Aangeleverde items:
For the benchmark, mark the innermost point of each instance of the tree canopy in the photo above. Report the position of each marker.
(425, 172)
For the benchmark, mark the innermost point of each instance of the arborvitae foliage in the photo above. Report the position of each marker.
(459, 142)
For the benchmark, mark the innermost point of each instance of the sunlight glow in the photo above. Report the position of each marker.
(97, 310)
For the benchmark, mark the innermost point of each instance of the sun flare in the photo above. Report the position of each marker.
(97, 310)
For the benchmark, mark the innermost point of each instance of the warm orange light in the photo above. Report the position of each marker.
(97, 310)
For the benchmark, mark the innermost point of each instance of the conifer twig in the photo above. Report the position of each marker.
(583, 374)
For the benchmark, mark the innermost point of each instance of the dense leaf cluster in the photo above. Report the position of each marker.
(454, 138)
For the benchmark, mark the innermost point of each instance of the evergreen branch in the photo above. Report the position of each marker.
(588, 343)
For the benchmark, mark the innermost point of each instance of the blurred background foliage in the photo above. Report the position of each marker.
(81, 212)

* * *

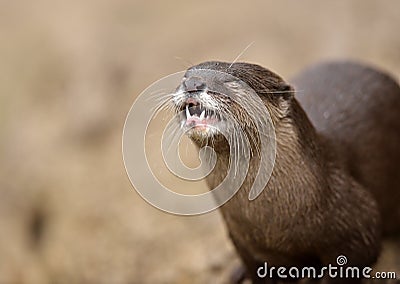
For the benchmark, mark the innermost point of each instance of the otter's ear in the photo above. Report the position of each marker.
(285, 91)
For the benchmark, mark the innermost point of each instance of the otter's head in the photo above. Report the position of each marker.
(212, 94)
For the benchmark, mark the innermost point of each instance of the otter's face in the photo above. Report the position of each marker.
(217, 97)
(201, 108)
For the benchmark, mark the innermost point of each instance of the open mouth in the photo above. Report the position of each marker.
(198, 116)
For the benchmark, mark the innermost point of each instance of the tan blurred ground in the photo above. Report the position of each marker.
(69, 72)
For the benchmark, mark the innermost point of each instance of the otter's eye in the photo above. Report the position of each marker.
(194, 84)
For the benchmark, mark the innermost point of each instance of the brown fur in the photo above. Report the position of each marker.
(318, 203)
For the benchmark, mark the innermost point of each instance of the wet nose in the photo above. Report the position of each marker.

Opdrachteisen:
Welke regels in de bovenstaande items bevatten het woord "blurred"? Filter die eruit en neem elke gevonden regel letterlijk over.

Uitgewerkte oplossing:
For the benchmark, mark the innermost point of each instance of the blurred background foliage in the photo above. Report the position of each marker.
For the benchmark, mark the innermost point of each instance of the tan blurred ground in the photo above. Report the position of each marker.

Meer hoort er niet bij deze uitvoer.